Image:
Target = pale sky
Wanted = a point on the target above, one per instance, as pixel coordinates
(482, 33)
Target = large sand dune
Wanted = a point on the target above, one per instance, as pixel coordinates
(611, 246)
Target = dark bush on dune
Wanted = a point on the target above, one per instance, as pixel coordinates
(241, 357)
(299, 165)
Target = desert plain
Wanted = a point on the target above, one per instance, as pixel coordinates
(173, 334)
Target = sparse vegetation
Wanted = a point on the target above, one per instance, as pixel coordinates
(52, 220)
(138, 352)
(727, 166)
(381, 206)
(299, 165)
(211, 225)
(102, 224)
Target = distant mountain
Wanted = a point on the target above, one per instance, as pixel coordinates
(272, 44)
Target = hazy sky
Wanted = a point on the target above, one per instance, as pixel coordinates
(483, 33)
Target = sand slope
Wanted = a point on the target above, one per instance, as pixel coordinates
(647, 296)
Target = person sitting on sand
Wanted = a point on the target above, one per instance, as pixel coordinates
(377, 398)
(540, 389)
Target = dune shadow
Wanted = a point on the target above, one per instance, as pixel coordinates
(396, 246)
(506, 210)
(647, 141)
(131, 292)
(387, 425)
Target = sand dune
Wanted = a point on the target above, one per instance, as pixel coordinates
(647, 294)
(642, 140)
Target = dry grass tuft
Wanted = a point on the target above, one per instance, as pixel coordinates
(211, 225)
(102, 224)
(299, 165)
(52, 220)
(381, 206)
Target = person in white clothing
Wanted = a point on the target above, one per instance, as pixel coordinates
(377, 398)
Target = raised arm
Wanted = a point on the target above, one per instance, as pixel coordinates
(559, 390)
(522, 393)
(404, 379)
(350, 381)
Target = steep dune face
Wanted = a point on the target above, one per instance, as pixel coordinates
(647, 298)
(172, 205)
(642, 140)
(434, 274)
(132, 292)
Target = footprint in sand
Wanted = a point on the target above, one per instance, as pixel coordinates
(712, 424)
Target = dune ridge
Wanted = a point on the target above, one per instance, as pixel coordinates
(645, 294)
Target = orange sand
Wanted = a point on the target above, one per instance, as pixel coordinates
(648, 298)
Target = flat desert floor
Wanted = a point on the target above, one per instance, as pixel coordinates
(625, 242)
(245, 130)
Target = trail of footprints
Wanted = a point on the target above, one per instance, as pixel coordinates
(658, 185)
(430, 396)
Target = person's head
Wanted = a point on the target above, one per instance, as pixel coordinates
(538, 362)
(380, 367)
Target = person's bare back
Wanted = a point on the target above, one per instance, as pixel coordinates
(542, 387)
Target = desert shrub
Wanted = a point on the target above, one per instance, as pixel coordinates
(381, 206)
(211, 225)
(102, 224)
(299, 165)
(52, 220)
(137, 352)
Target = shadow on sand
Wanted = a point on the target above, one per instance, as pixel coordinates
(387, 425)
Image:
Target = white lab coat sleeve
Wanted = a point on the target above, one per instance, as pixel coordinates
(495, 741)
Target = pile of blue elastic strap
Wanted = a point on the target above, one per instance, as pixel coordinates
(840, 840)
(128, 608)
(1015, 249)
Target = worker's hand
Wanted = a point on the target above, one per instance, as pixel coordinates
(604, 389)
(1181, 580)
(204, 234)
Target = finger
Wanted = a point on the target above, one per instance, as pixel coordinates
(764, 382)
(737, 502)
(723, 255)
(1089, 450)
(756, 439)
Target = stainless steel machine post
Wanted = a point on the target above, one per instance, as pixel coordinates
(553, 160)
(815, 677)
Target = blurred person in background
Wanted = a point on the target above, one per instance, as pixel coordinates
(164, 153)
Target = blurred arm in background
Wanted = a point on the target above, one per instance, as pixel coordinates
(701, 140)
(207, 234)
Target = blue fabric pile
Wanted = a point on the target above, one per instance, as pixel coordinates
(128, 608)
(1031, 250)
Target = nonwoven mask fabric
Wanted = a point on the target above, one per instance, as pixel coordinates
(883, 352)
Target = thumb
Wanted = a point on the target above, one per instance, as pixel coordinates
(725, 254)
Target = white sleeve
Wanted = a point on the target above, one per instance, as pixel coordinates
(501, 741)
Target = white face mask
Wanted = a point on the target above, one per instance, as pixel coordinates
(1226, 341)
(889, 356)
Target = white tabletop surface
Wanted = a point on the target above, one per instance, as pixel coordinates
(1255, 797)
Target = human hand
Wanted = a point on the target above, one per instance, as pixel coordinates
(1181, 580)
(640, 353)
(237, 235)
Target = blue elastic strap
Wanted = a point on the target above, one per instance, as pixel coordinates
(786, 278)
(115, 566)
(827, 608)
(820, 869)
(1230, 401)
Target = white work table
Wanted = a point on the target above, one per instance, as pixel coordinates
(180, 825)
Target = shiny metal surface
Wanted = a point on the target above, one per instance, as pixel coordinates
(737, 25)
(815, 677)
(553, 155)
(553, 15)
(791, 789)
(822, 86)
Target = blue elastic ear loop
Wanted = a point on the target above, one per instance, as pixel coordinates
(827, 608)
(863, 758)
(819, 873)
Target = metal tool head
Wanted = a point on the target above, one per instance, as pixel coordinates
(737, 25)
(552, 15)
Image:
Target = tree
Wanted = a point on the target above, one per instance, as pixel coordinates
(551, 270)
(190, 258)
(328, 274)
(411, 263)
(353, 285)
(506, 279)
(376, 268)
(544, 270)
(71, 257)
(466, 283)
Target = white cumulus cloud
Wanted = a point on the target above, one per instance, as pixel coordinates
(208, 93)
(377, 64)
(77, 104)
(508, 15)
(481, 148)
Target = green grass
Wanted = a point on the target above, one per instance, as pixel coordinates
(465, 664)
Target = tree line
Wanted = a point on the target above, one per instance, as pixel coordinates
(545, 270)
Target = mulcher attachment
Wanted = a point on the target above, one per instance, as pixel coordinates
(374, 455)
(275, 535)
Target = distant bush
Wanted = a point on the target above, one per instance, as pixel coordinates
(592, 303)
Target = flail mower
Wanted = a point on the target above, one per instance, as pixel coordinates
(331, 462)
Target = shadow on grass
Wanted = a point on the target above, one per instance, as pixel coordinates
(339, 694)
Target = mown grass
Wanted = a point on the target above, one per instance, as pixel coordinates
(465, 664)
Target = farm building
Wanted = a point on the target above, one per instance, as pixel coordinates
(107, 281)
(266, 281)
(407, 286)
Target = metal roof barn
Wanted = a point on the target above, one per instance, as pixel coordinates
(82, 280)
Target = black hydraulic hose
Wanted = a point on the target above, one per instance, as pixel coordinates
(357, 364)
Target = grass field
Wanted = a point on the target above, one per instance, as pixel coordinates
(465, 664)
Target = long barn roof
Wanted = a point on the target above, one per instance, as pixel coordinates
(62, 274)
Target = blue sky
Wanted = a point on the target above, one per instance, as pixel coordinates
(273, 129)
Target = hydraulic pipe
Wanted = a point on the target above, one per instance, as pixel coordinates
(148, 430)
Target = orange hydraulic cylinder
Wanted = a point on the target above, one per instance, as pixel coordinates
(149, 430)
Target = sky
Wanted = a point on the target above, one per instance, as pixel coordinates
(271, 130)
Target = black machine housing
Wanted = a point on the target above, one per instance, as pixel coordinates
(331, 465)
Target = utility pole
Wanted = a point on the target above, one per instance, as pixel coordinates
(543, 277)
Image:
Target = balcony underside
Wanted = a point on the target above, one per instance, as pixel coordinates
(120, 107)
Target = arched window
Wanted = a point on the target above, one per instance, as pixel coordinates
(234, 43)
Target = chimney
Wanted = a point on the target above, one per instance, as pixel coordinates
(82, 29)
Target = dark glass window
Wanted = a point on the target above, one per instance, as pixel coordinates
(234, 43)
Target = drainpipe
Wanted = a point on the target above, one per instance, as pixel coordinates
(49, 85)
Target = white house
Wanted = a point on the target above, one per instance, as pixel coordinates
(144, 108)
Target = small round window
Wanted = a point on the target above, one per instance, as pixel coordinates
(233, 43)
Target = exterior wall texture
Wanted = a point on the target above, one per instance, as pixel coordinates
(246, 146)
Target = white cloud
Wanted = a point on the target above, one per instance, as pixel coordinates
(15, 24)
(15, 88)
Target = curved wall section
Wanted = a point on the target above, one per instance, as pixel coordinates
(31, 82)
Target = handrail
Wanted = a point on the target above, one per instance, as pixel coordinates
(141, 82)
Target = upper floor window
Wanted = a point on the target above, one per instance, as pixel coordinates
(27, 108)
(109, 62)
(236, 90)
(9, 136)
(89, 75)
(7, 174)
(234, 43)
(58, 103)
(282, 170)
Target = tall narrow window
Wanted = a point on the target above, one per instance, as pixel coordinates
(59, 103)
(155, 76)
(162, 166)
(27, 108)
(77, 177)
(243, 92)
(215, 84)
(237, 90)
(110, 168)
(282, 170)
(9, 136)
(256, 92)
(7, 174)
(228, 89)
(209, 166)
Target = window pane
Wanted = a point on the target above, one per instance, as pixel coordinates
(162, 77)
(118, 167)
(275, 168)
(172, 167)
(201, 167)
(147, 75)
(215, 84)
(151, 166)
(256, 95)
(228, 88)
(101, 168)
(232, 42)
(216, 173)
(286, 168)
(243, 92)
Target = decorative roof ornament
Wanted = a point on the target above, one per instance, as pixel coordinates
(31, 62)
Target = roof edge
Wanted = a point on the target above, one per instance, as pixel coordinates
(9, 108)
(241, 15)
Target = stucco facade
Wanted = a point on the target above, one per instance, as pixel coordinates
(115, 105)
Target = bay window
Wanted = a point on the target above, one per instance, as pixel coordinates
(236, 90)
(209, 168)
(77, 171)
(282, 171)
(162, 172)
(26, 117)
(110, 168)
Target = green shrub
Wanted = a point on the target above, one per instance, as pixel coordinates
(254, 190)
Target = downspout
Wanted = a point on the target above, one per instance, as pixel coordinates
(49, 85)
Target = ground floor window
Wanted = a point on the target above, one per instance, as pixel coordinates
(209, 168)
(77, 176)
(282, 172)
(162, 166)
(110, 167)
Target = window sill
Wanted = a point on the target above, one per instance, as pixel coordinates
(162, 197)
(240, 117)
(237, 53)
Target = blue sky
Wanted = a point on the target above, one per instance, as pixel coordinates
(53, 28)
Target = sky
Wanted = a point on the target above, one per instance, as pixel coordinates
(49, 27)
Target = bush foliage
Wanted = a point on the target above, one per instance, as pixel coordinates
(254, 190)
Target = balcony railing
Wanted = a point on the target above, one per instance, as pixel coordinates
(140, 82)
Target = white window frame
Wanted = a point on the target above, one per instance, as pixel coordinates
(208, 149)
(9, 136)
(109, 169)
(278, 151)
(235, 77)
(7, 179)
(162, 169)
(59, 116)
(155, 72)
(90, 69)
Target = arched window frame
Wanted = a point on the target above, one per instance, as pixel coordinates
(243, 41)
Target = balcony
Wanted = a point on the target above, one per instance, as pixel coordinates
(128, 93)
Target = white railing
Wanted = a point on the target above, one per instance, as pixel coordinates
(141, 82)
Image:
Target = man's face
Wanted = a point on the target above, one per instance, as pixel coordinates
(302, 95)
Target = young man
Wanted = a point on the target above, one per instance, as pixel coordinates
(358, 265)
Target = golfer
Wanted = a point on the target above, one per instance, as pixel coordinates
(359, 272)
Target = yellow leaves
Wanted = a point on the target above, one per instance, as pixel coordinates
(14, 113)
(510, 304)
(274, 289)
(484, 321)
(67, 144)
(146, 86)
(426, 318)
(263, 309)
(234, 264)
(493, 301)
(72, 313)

PROBLEM :: Write out the lines of the records from the line with "Target = white face mask" to the line with "(1230, 401)", both included, with nothing changed.

OUTPUT OF THE TASK ::
Target = white face mask
Wanted = a point on the target above, one per instance, as pixel coordinates
(1226, 341)
(889, 356)
Target = white tabletop surface
Wanted = a point on the target above, one per instance, as pixel coordinates
(1255, 797)
Target = human hand
Wanted = a point on the target above, one per instance, as pixel coordinates
(1181, 580)
(640, 353)
(237, 235)
Target = blue elastic strap
Wanted = a point on the target above, one per instance, as pixel coordinates
(786, 278)
(115, 566)
(827, 608)
(820, 869)
(1230, 401)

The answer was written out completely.